PROSZĘ WYKONAĆ POLECENIA:
(A) Na podstawie wywiadu z fotografem proszę odpowiedzieć na poniższe pytania.
(i) Po jaki obiektyw sięgnął rozmówca w ostatnim półroczu?
(ii) Jakiej narodowości jest Charlie Engman?
(iii) Z jakiego serwisu pochodzą zdjęcia znajomych, z których rozmówca czerpie ostatnio najwięcej inspiracji?
(B) Proszę przytoczyć fragment wywiadu z fotografem, zaczynając od „Staram się, aczkolwiek” i ciągnąc aż do „studyjny, za niepotrzebny.”, z zamianą „klienci” na „zleceniodawcy”.

WYBRANY TEKST:
Nie jest tak, że próbujesz przemycać swój styl w reklamach?
Staram się, aczkolwiek dopiero w tym roku zaczęli przychodzić do mnie klienci, którzy znają moje prace i chcą mieć podobną estetykę w swojej kampanii. Tego wcześniej nie było, bo mój styl nie wybijał się specjalnie...
No właśnie, zauważyłem, że pracujesz w różnych estetykach. Czy to dlatego, że chcesz być wszechstronny, czy też cały czas szukasz swojego stylu?
W tej kwestii kluczowe jest dla mnie ostatnie pół roku. Sięgnąłem po obiektyw 35mm, który do tej pory uważałem, jako fotograf studyjny, za niepotrzebny.
Wspominasz drugi raz o holenderskiej fotografce. Kto jeszcze cię inspiruje?
Alessio Bolzoni – młody, włoski fotograf, Brytyjczyk Charlie Engman. To jest estetyka stworzona w części przez Tumblera, którego jestem dzieckiem. Mam wrażenie, że rozwijam się fotograficznie razem z Tumblerem. Kiedyś mój kolega powiedział, że ten kto zrozumie Tumblera i będzie wiedział co jest w głowach tych dzieciaków osiągnie spektakularny sukces. I trochę tak jest. Dzisiaj internet warunkuje to, czy zdjęcie jest dobre czy nie. Już nie jest tak, że robi się zdjęcia do gazety i nie można ich skomentować. Jeżeli zdjęcia są dobre to same się obronią. To jest coś, czego nie było jeszcze 10 lat temu.
Czyli na równi ze znanymi nazwiskami inspirujesz się anonimowymi zdjęciami z Tumblera?
Tak, ale nie tylko. Ostatnio najwięcej inspiracji płynie do mnie ze zdjęć moich znajomych na Instagramie. Jestem dzieckiem social mediów. W pokoleniu ludzi, którzy wybili się na internecie widać, że mamy bardzo odważną estetykę, która trochę przeraża gazety. Przykładem może być Kasia Bielska, która moim zdaniem jest niezwykle utalentowana.
Śledzisz to co robią inni młodzi polscy fotografowie? Kogo podziwiasz? Komu zazdrościsz?
Podchodzę do tego jak do sportu, zazdrości w tym nie ma, bo kibicuję większości moich znajomych. Jest kilku fotografów, których prace sobie cenię. To Mateusz Stankiewicz, Robert Wolański, Jacek Poremba, Zuza Krajewska czy Bartek Wieczorek.

DOSTARCZONE WIERSZE:

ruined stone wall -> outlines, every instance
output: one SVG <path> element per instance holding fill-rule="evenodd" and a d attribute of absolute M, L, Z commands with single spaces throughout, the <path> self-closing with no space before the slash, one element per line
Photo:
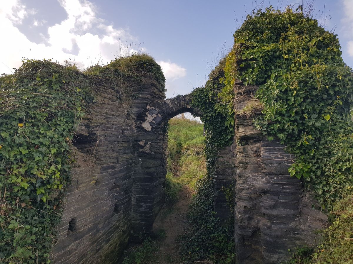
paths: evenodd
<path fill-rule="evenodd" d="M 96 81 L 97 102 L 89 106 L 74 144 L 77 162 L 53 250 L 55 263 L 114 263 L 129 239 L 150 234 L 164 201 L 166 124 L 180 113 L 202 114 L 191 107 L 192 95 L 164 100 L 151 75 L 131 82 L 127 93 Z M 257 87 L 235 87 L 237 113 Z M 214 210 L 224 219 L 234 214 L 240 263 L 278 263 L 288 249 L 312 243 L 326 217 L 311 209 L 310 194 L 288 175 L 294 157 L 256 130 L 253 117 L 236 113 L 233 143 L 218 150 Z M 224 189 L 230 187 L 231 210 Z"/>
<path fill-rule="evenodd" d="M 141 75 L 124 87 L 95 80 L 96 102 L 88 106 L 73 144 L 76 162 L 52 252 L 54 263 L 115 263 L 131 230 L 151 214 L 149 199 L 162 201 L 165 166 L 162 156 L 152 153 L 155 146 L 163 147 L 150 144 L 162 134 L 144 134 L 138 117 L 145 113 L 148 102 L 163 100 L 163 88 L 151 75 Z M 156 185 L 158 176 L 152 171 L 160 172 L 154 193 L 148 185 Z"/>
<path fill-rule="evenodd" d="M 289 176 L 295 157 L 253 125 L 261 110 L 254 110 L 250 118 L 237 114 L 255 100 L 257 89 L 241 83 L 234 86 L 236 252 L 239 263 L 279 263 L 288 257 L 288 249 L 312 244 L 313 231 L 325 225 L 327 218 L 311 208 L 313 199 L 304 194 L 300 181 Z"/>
...
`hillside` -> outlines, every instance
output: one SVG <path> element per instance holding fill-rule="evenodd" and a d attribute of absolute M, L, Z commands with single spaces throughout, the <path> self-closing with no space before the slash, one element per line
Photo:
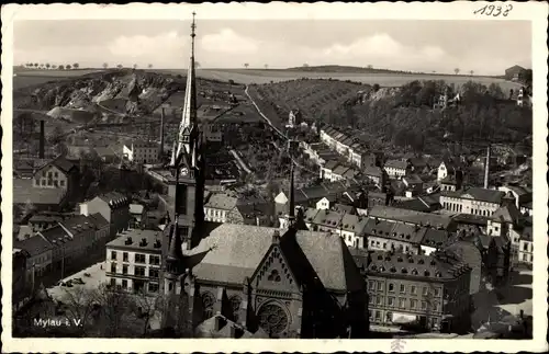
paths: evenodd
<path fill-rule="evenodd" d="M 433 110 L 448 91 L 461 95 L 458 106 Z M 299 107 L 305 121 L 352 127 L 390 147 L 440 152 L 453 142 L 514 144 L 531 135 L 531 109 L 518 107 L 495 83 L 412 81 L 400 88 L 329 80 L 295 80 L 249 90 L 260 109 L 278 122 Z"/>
* * *
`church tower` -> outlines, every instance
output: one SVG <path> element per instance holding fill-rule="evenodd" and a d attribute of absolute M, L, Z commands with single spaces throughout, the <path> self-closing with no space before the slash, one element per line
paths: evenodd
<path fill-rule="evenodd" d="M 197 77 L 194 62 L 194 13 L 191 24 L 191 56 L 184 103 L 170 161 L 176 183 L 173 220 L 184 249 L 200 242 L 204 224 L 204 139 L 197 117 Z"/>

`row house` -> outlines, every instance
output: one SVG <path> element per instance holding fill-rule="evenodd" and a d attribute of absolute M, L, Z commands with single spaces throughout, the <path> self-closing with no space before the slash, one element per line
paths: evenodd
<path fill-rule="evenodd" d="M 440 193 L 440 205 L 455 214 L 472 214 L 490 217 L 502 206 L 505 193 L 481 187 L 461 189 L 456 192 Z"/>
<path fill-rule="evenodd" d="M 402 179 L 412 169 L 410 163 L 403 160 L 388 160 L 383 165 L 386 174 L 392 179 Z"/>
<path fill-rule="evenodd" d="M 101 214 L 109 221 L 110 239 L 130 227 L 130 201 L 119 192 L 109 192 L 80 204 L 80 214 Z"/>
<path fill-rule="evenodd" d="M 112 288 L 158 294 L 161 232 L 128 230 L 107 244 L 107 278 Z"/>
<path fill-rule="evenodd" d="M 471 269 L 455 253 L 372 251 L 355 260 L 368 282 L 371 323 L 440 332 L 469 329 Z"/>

OCZEKIWANE ODPOWIEDZI:
(A)
(i) Po obiektyw 35mm.
(ii) Jest Brytyjczykiem.
(iii) Z Instagrama.

(B)
Staram się, aczkolwiek dopiero w tym roku zaczęli przychodzić do mnie zleceniodawcy, którzy znają moje prace i chcą mieć podobną estetykę w swojej kampanii. Tego wcześniej nie było, bo mój styl nie wybijał się specjalnie...
No właśnie, zauważyłem, że pracujesz w różnych estetykach. Czy to dlatego, że chcesz być wszechstronny, czy też cały czas szukasz swojego stylu?
W tej kwestii kluczowe jest dla mnie ostatnie pół roku. Sięgnąłem po obiektyw 35mm, który do tej pory uważałem, jako fotograf studyjny, za niepotrzebny.